Our journey through infertility, failed adoptions and now parenthood through the miracle of embryo adoption/donation.

Thursday, January 30, 2014

Donation vs Adoption

I know that I have blogged about this subject before, but a recent post on the Embryo Adoption Awareness Face.book page has resurrected my thoughts about it all. I want to start of by saying that I am in no way 'against' this agency or any agency. My intent is not to be negative towards them, but to share another side of the whole adoption vs donation debate.

First, what is the difference? Or is there a difference? The answer is yes. And no. Legally speaking there is not such thing as adopting an embryo. It is a transfer of property. The process, however, is different. Adoption is when you go through an agency that will match you with embryos and they require a home study. The 'adoption' can be open, closed or semi-open. For donation it can be a match made by two people or through a clinic which is usually anonymous and no home study is required. As for the terms "adopted" and donated" they are often used interchangeably. Partly because, regardless of which route you take, many people feel that since the embryos are not genetically related that they are adopted. Also, it is because adopted is an easier term to understand. Adoption is also a better term to use when discussing origins with a child created via donated embryos.

The debate comes mainly from those that believe that life begins at conception AND fights for Personhood. My personal stance is that life begins at conception, yet I disagree with Personhood laws on many levels and cannot support it as currently written. The staunch 'donation' side is usually those that do not support Personhood and many RE's, especially those with donation programs.

--- Records ---

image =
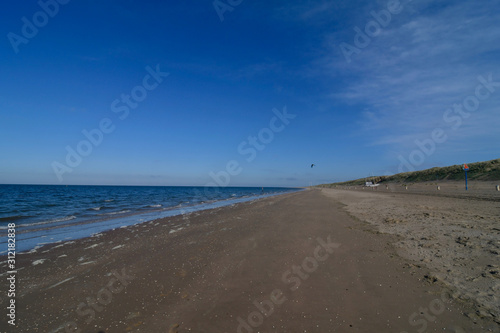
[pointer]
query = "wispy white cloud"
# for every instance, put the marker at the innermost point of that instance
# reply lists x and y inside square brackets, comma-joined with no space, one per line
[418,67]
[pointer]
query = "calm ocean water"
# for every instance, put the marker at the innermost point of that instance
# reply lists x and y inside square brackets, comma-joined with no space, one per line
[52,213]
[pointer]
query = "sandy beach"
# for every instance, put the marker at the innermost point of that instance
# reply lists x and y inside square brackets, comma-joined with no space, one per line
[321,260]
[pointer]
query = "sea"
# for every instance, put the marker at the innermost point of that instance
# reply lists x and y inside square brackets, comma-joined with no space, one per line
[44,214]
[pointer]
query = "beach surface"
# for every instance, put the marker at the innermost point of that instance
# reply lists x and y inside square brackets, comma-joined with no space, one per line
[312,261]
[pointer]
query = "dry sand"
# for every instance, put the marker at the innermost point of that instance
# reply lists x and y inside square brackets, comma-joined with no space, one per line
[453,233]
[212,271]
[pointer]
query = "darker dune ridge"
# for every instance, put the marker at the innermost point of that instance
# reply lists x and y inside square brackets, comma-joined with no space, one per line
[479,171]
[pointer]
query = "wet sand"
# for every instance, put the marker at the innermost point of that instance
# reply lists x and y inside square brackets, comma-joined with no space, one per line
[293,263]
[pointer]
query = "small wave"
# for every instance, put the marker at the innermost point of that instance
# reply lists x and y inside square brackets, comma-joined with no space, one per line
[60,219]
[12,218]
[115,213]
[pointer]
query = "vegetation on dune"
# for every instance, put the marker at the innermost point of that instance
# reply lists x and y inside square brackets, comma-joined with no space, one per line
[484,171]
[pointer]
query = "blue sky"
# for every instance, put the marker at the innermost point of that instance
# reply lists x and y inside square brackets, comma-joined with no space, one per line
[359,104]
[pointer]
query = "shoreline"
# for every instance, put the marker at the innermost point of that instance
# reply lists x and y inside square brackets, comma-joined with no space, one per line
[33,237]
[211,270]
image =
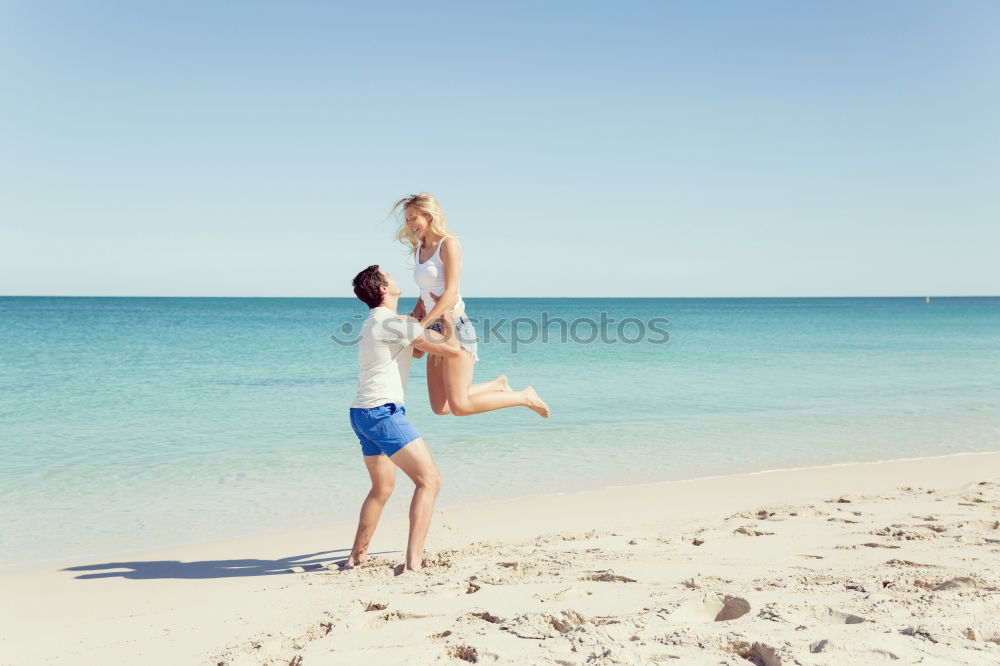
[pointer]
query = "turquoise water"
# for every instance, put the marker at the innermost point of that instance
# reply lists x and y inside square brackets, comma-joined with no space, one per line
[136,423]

...

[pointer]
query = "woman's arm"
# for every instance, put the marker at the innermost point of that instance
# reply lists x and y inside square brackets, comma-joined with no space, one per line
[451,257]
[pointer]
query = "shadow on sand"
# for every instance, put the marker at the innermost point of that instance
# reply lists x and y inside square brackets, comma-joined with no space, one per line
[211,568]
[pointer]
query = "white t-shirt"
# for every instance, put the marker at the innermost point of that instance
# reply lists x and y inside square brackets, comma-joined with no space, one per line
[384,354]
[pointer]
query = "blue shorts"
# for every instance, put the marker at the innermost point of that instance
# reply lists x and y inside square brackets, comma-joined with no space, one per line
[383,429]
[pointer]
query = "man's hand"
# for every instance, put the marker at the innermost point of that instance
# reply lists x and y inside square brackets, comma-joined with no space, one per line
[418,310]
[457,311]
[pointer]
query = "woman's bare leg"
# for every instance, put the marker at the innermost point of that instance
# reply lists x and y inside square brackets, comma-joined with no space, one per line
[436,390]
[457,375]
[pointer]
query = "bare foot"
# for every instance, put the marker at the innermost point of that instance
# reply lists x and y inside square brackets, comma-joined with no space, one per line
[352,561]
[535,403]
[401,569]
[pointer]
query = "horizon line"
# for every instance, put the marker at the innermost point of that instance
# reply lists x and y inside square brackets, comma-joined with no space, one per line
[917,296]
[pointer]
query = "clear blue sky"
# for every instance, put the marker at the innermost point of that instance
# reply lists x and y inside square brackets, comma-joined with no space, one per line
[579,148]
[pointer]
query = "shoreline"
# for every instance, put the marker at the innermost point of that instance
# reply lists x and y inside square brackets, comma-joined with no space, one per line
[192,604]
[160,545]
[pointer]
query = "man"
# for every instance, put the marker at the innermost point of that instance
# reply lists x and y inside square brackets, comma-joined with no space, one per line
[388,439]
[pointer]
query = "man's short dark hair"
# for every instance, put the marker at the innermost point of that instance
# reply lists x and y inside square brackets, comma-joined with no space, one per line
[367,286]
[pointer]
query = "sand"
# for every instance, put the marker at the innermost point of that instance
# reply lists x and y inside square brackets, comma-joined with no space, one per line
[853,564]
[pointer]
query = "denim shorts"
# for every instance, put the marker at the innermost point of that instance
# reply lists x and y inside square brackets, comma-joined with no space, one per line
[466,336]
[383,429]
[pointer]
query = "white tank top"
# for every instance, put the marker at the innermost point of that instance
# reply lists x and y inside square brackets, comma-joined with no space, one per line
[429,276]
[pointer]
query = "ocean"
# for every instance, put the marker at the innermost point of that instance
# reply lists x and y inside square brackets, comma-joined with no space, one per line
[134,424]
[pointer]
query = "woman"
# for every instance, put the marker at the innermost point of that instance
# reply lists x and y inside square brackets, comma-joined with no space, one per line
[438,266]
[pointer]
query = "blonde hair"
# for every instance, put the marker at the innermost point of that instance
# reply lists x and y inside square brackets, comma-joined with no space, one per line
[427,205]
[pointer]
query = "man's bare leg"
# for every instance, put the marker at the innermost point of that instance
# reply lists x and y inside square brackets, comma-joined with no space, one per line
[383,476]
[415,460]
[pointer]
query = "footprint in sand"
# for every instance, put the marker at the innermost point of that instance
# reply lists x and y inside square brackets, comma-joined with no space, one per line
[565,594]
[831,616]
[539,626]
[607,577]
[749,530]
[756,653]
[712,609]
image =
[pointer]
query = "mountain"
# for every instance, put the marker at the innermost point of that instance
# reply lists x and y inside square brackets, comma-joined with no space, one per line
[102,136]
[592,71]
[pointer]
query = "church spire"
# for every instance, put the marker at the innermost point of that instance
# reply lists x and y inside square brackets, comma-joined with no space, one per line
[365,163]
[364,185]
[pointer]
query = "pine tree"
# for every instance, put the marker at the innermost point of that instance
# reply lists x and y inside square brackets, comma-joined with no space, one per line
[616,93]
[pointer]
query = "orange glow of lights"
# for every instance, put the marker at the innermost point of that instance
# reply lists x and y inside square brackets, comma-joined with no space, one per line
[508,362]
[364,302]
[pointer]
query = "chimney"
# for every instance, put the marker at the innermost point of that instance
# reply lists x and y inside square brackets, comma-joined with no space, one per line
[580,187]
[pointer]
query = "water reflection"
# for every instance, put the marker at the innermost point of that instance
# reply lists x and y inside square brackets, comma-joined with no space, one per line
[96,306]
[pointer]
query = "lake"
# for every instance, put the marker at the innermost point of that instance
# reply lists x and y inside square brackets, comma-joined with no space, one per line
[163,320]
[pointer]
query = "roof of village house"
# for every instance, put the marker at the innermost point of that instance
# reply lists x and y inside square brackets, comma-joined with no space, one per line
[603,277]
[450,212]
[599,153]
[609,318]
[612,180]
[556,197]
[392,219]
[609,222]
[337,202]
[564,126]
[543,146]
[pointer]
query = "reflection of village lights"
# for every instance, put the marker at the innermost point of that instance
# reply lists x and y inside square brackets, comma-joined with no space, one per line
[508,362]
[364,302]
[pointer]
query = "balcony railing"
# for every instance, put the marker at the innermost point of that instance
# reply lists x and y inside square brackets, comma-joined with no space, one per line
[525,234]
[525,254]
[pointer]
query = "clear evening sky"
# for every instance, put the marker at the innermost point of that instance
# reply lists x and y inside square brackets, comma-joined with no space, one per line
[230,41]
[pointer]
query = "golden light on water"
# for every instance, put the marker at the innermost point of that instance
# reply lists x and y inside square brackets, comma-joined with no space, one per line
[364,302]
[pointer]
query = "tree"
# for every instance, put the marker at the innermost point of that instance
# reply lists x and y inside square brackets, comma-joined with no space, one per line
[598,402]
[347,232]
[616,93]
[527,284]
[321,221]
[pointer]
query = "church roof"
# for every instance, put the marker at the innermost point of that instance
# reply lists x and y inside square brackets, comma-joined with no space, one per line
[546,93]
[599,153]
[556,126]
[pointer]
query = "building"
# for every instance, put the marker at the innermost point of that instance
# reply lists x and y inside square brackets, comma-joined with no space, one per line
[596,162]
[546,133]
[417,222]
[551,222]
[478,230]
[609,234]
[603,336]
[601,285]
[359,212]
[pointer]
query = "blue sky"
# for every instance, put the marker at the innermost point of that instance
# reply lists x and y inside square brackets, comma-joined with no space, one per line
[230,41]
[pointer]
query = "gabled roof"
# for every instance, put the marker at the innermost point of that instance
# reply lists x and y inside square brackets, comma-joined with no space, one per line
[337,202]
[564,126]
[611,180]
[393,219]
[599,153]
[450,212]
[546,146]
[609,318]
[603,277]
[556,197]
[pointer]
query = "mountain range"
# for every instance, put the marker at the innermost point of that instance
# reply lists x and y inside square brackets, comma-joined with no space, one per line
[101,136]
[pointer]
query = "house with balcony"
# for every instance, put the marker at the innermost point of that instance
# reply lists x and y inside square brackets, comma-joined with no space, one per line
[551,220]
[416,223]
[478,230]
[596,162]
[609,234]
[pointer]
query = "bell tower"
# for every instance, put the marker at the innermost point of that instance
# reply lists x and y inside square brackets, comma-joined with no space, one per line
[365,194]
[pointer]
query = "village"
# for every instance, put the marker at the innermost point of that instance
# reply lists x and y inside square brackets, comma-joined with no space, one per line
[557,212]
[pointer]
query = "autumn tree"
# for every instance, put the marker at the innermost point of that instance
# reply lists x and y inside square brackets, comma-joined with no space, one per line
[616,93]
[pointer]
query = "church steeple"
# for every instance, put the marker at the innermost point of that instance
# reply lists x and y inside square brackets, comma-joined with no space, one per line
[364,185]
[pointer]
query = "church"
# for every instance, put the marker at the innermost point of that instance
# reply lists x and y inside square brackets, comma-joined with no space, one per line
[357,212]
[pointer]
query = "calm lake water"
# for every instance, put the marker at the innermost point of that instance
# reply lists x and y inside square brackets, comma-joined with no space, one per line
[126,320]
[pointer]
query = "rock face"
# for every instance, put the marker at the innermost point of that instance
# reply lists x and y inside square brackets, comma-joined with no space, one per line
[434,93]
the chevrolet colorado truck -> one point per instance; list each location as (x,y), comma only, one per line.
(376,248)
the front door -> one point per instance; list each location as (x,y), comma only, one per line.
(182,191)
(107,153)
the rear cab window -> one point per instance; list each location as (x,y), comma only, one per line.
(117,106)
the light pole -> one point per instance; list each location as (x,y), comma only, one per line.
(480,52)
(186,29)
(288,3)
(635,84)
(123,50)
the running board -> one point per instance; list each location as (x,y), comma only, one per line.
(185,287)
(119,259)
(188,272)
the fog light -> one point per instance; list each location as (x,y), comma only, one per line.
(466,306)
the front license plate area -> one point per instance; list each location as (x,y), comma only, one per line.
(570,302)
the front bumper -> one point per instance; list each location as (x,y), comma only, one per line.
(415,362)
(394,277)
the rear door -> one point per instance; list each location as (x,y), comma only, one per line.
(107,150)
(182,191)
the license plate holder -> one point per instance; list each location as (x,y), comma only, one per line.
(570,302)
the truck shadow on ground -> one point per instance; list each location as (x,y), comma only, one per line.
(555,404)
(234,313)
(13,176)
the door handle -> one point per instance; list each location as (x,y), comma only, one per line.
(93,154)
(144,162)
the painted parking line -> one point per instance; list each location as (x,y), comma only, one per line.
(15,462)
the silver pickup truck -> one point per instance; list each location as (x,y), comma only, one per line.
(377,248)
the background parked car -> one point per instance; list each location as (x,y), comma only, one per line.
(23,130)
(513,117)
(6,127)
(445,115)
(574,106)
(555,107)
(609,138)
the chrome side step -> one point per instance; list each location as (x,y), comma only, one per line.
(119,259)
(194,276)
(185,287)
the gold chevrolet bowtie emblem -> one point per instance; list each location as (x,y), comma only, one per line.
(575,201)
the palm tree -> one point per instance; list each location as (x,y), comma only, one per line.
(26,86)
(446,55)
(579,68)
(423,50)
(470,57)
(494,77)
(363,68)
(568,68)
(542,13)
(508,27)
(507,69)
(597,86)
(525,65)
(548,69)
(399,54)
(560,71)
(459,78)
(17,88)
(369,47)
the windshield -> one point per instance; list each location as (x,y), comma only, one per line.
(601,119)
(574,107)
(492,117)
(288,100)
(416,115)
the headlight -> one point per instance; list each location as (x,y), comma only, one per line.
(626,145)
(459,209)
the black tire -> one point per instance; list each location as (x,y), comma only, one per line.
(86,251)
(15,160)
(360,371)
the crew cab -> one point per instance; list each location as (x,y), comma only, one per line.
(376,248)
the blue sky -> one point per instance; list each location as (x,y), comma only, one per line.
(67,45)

* * *

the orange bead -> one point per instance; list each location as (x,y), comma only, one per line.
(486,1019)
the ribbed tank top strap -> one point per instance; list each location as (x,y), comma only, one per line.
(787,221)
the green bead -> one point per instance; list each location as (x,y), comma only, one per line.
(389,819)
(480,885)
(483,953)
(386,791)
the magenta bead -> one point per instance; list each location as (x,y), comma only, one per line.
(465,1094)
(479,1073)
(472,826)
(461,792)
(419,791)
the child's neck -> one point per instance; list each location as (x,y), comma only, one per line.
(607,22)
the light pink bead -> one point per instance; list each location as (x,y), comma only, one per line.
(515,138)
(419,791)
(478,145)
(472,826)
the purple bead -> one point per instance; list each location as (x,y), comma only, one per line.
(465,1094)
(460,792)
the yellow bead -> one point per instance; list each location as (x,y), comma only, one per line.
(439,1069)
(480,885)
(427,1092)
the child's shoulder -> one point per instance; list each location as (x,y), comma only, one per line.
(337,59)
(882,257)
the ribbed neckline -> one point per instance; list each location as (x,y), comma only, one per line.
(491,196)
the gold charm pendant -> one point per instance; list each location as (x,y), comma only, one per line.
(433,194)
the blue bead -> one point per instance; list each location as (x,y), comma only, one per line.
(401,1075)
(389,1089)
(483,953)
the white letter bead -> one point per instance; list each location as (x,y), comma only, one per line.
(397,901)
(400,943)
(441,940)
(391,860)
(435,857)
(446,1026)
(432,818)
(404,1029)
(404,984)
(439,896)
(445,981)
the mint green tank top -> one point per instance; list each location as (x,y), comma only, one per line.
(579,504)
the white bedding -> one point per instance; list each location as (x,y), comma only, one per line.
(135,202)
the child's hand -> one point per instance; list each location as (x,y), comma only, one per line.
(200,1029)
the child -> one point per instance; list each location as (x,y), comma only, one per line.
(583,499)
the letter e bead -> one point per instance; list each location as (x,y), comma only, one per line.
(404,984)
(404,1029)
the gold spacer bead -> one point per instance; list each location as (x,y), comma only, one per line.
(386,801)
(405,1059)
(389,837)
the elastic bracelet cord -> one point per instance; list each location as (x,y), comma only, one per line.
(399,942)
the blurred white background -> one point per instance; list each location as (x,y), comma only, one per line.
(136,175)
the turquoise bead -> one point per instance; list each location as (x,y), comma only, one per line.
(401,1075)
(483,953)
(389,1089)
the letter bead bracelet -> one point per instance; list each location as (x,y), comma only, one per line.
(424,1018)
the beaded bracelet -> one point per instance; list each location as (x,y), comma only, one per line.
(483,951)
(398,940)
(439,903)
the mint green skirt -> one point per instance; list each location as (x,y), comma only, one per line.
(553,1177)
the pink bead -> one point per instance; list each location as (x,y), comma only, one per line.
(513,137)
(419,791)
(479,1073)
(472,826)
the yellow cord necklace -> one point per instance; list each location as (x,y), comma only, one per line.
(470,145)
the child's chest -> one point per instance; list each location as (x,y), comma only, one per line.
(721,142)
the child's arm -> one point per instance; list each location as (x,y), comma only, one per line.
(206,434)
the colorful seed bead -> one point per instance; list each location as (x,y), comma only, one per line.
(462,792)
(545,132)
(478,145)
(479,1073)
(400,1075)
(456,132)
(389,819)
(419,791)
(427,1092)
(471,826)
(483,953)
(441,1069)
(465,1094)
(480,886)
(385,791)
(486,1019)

--- Work instruction A ---
Translate into Spanish this sentence from the post on embryo donation and adoption: "Adoption is when you go through an agency that will match you with embryos and they require a home study."
--- Work instruction B ---
Answer these questions from the post on embryo donation and adoption:
(i) On what date was the post published?
(ii) Which of the two routes requires a home study?
(iii) From whom does the debate mainly come?
--- Work instruction C ---
Please reproduce the passage of the post on embryo donation and adoption starting with "Thursday, January 30, 2014" and going on through "vs donation debate.".

--- Output A ---
La adopción es cuando se recurre a una agencia que te empareja con embriones y que exige un estudio del hogar.

--- Output B ---
(i) Thursday, January 30, 2014.
(ii) Adoption, meaning going through an agency that matches you with embryos.
(iii) From those who believe that life begins at conception and also fight for Personhood.

--- Output C ---
Thursday, January 30, 2014

Donation vs Adoption

I know that I have blogged about this subject before, but a recent post on the Embryo Adoption Awareness Face.book page has resurrected my thoughts about it all. I want to start of by saying that I am in no way 'against' this agency or any agency. My intent is not to be negative towards them, but to share another side of the whole adoption vs donation debate.